**EXERCISE PROMPT**. Can you gather every line in the listing below that contains the string "photo"? Case counts, so include only lines where it appears with that same capitalization.
>> Start PROVIDED DATA
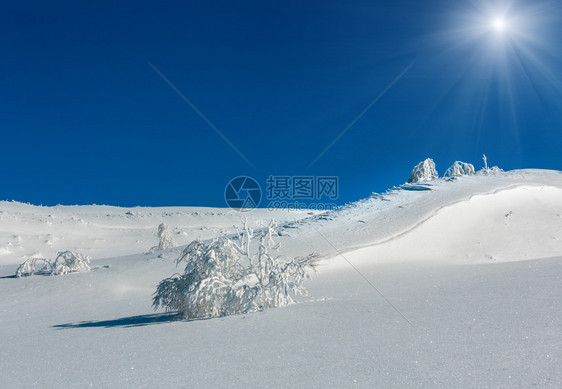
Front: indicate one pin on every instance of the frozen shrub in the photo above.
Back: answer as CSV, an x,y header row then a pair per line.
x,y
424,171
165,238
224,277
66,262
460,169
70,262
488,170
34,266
>> End PROVIDED DATA
>> Start PROVIDED DATA
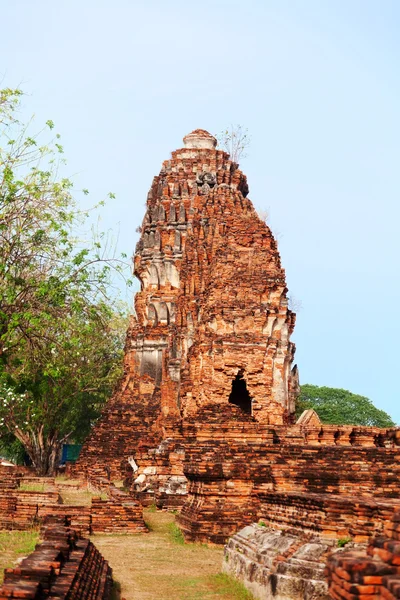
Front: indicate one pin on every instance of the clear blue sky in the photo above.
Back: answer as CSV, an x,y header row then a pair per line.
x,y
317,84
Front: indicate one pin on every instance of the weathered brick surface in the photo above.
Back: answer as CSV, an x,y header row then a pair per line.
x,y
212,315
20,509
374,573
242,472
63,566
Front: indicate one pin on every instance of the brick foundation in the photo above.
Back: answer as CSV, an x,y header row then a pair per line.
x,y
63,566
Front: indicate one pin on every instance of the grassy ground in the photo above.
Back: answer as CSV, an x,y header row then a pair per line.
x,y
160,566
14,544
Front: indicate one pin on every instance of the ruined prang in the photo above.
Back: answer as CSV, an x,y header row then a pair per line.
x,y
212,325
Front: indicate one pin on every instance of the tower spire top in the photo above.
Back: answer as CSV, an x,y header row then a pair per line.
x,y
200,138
>> End PROVIDED DATA
**PROBLEM SOLUTION**.
Front: indicate one pin on every instance of the frozen shrub in the photo above.
Front: indicate one pin on every instance of the clear blue sky in the photo above.
Front: indicate one pin on every instance of the weathered brick surface in the photo above.
Front: indicate one pin on every instance of the brick foundation in the photo above.
Front: indicate one pin on every instance of the grassy ground in the photo above.
Front: indicate one pin on every instance of the ruined prang in the photo above.
Front: indicate one pin on every instance of the tower spire top in the photo above.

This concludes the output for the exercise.